▶ WORK TO COMPLETE
Return the line containing "# locate blazer collar: put" and all lines after it exactly; stop at the end of the material.

** START OF RECORDS PROVIDED **

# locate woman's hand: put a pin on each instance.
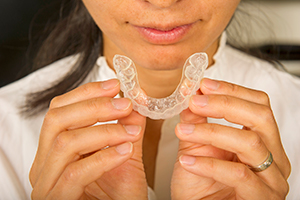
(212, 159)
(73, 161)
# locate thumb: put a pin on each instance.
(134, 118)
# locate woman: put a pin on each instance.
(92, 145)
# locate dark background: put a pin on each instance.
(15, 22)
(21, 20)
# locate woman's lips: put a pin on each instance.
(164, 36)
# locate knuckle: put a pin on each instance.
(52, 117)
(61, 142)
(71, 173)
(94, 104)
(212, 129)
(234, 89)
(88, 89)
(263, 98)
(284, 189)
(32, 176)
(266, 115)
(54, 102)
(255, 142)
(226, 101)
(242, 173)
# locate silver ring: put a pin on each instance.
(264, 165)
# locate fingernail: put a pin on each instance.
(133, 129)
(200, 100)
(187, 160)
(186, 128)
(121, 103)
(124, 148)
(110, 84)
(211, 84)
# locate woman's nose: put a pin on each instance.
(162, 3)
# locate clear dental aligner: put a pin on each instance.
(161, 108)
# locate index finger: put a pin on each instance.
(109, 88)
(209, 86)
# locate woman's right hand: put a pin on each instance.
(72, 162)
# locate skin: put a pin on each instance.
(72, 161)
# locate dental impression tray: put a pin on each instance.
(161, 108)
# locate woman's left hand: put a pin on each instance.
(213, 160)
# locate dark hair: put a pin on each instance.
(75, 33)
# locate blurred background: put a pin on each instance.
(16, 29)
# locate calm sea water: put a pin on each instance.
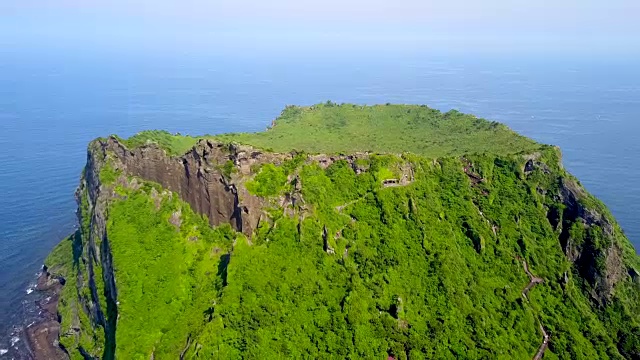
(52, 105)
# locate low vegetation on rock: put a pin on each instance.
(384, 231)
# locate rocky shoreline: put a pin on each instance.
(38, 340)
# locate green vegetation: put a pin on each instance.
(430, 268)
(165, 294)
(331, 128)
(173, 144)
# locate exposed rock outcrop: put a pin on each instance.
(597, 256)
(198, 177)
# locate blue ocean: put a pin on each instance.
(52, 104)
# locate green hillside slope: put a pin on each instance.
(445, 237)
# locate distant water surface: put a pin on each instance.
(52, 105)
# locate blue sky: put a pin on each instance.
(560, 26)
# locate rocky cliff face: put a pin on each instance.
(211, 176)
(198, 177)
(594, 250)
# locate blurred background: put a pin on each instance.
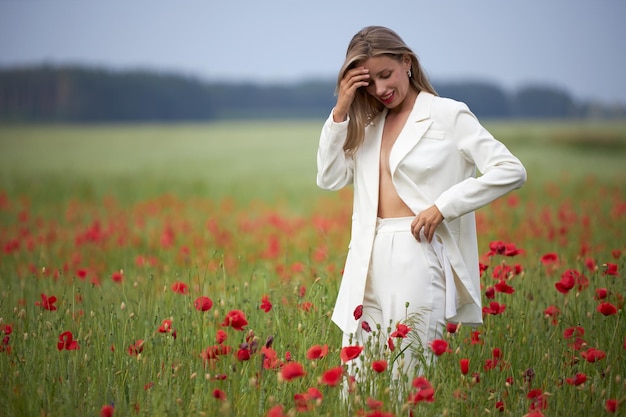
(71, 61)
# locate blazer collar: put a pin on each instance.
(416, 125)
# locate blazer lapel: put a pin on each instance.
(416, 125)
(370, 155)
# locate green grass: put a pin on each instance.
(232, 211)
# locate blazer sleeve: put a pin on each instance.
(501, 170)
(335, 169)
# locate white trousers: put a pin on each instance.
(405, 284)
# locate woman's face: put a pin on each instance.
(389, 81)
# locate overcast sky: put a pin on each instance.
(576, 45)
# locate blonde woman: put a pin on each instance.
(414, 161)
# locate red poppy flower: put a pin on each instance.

** END OF RECORDS PROVIDED **

▶ FULL SOLUTION
# locate blazer collar: put a pin on each instance.
(416, 125)
# locate blazer lapel: put a pin on each instance.
(416, 125)
(370, 155)
# locate green grass: put a pin on each instance.
(232, 211)
# locate blazer sleeve: put a pin on each instance.
(501, 170)
(335, 169)
# locate white trousers: put a pin on each instance.
(405, 284)
# locate woman's face: put a pin on each instance.
(389, 81)
# locate overcast sky: put a pin on each instance.
(576, 45)
# locate blonde woman: put a pin on each instance.
(414, 161)
# locate red poppy flower: put a pin on each instance.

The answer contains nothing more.